(Part of a data file)
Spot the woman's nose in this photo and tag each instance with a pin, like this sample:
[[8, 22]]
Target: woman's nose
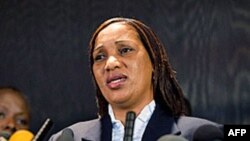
[[112, 63]]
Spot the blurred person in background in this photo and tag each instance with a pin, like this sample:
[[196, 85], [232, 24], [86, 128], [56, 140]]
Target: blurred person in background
[[14, 111]]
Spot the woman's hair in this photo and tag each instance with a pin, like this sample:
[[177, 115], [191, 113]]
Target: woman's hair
[[14, 90], [167, 92]]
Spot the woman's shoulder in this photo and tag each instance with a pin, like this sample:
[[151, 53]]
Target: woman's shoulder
[[193, 127], [85, 129]]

> _The task_
Please change "pin" to "dot" in the lines from the line with "Spot the blurred" to the line with "[[14, 90], [167, 92]]", and write out only those lines with nothing else altered.

> _Answer_
Spot the blurred person in background in this photo and tag each instance with a dot, like this sample:
[[196, 85], [232, 24], [86, 128], [56, 140]]
Target: blurred person in background
[[14, 111]]
Spot the woman's hair in this photo and tag each instance with a dot, like this sample:
[[177, 115], [191, 113]]
Target: woman's hair
[[14, 90], [167, 92]]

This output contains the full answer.